Provided data:

>> start

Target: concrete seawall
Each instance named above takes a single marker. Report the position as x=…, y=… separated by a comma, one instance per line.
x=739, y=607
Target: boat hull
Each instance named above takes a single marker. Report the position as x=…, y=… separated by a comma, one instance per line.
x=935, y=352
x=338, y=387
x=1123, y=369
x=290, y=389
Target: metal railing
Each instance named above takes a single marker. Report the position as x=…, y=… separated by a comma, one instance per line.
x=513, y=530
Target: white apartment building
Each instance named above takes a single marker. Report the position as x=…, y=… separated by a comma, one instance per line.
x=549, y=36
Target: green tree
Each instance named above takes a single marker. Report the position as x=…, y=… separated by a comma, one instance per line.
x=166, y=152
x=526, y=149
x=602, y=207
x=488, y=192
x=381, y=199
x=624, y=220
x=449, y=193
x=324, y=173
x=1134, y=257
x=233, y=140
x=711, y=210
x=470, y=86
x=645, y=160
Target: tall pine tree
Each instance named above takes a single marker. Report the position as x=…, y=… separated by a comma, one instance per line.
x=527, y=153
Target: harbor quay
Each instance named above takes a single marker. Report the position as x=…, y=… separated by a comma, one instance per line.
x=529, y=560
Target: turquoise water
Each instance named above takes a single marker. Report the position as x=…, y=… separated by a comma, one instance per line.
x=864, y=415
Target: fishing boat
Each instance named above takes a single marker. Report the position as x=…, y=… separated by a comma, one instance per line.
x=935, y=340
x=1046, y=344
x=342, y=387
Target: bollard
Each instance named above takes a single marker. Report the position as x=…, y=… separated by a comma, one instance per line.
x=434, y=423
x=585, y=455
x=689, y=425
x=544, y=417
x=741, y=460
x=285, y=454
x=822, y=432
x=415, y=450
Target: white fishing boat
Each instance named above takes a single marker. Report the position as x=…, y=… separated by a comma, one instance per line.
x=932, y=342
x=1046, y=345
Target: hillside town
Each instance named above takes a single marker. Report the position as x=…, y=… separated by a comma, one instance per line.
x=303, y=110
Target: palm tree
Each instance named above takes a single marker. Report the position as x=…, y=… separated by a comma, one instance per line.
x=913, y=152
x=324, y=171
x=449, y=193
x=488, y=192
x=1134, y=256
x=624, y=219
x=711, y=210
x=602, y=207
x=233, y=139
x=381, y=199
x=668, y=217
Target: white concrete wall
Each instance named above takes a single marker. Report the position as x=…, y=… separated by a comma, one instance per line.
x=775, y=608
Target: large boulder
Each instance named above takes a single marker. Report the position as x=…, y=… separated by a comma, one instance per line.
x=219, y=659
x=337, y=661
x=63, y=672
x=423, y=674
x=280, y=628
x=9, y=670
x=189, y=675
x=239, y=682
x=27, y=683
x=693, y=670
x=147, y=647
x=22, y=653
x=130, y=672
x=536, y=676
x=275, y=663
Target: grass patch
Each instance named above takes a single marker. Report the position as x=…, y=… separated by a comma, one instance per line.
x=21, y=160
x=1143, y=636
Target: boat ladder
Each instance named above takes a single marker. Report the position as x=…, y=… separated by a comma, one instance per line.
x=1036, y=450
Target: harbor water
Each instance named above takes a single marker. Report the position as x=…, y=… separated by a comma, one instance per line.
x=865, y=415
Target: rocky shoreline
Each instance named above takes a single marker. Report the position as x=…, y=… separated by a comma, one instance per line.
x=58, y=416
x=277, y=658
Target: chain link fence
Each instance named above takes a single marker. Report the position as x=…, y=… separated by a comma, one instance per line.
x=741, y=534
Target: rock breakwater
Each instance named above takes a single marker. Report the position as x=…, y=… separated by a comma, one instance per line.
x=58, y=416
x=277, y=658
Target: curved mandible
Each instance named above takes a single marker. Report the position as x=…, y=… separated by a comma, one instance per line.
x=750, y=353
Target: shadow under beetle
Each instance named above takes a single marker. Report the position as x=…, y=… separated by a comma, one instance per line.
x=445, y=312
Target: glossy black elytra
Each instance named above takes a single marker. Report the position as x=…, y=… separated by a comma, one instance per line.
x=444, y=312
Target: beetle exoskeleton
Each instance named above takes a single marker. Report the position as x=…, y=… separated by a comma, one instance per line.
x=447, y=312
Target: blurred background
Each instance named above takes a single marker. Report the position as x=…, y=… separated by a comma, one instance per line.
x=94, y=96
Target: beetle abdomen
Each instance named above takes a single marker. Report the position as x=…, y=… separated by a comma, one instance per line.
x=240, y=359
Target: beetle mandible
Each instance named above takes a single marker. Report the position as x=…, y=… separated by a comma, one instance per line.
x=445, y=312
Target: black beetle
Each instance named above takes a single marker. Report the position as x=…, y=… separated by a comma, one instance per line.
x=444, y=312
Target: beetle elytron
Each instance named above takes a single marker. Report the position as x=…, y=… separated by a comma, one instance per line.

>> end

Objective:
Rewrite all the items above, swapping "marker" for "point" and leaving everything else unchanged.

Solution below:
Target: concrete seawall
Each instance named above takes a single point. Report the position as x=…, y=… separated by a comma, one instance per line.
x=739, y=607
Target: boat hull
Each instance named above takes a single point. Report the position as x=…, y=… separated by a comma, one instance per line.
x=935, y=352
x=338, y=387
x=1123, y=369
x=290, y=389
Target: metal railing
Each instance named above takes a single point. Report the position as x=…, y=… separated by a comma, one instance per line.
x=513, y=530
Target: white apartment building
Each instance named above takes a single point. Report the position as x=…, y=… separated by a comma, one instance per line.
x=549, y=36
Target: green tree
Each instance named above takes a single point. Report the position as x=…, y=… separated by a comma, one instance per line.
x=166, y=152
x=526, y=149
x=602, y=207
x=488, y=192
x=381, y=199
x=624, y=220
x=449, y=193
x=324, y=173
x=1134, y=257
x=233, y=140
x=711, y=210
x=470, y=86
x=645, y=160
Target: tall pine tree
Each instance named above takes a single point. Report the position as x=…, y=… separated by a comma, one instance per line.
x=527, y=153
Target: harbor quay
Each instance named above takes a single point. Report the position as x=…, y=… separated by a comma, one instance per line.
x=529, y=560
Target: turquoise water
Each instance named above takes a single point. Report the position as x=…, y=… separated by a comma, one instance per line.
x=864, y=415
Target: fishing boat
Each instance named above takes a single point. Report the position as x=…, y=… separated by a comma, one instance per line.
x=935, y=340
x=1046, y=344
x=342, y=387
Target: bollard
Each instance named above takes a single point. Report the position as x=…, y=… separated by a comma, one instance per line.
x=434, y=423
x=585, y=455
x=689, y=425
x=544, y=417
x=741, y=460
x=285, y=454
x=822, y=432
x=415, y=450
Target: white fishing boat
Each instance named above takes a single point. Report the position as x=…, y=… separated by a comma, one instance per line.
x=932, y=342
x=1046, y=345
Target: hillside town
Each instance named above takes a single point. Report the position as x=…, y=… separated by a comma, one instance per line.
x=303, y=110
Target: palm tree
Each instance named above takes a single point. Report the position as x=…, y=… separated by a comma, one instance per line.
x=913, y=152
x=324, y=171
x=449, y=193
x=488, y=192
x=1134, y=256
x=624, y=219
x=711, y=210
x=602, y=207
x=233, y=139
x=381, y=199
x=668, y=217
Target: white concrete wall
Each instance named above takes a single point. Report the position as x=…, y=… separated by a comma, one instance per line.
x=775, y=608
Target: large boulder
Each instance named above takes a single point. Report the position as x=…, y=… separated by a comma, one instance per line.
x=219, y=659
x=337, y=661
x=63, y=672
x=423, y=674
x=280, y=628
x=9, y=670
x=189, y=675
x=239, y=682
x=27, y=683
x=693, y=670
x=147, y=647
x=22, y=653
x=130, y=672
x=536, y=676
x=275, y=663
Target: grass patch
Each instance named above takes a single point. Report the position as x=…, y=… separated by a comma, one instance per line.
x=21, y=160
x=1143, y=636
Target: boat ladder
Each instance named above takes a single point. Report the position as x=…, y=… separated by a comma, one instance per line.
x=1036, y=450
Target: harbor water
Each instance named above takes a single point. Report the position as x=…, y=… separated by a comma, one instance per line.
x=865, y=415
Target: rocky shoreline
Each instance named above takes a single point. Report the position as x=…, y=… separated by a comma, one instance per line.
x=58, y=416
x=277, y=658
Target: chain link fence
Each instance named above takes a single point. Report the position as x=…, y=… separated by a comma, one instance per line.
x=741, y=534
Target: rock breakwater
Each instance named above takes a single point. Report the position as x=…, y=… separated by a comma, one instance per line.
x=58, y=416
x=277, y=658
Target: curved mandible
Each instance named above takes a single point. Report the position as x=…, y=… separated by a comma, one instance per line.
x=750, y=353
Target: shadow under beetle
Each instance named above takes a single point. Report the position as x=…, y=… separated by a comma, one instance per line.
x=445, y=312
Target: glossy black elytra
Each instance named above takes a single point. Report the position as x=…, y=… separated by a comma, one instance per line.
x=444, y=312
Target: beetle exoskeleton
Each instance named above takes a single point. Report the position as x=…, y=… separated by a comma, one instance per line.
x=447, y=312
Target: blurred background
Each instance named above takes a single point. Report the position as x=…, y=… separated by a comma, one instance per line.
x=94, y=96
Target: beetle abdomen
Each instance named above takes a single point. Report the position as x=…, y=… separated by a comma, one instance per line.
x=240, y=359
Target: beetle mandible
Each instance named above takes a single point. Report the position as x=…, y=… separated by a comma, one instance per line.
x=445, y=312
Target: black beetle
Each instance named above takes a single point. Report the position as x=…, y=… separated by a comma, one instance per line.
x=444, y=312
Target: beetle elytron
Each instance named above takes a single point. Report the position as x=…, y=… separated by a comma, one instance per line.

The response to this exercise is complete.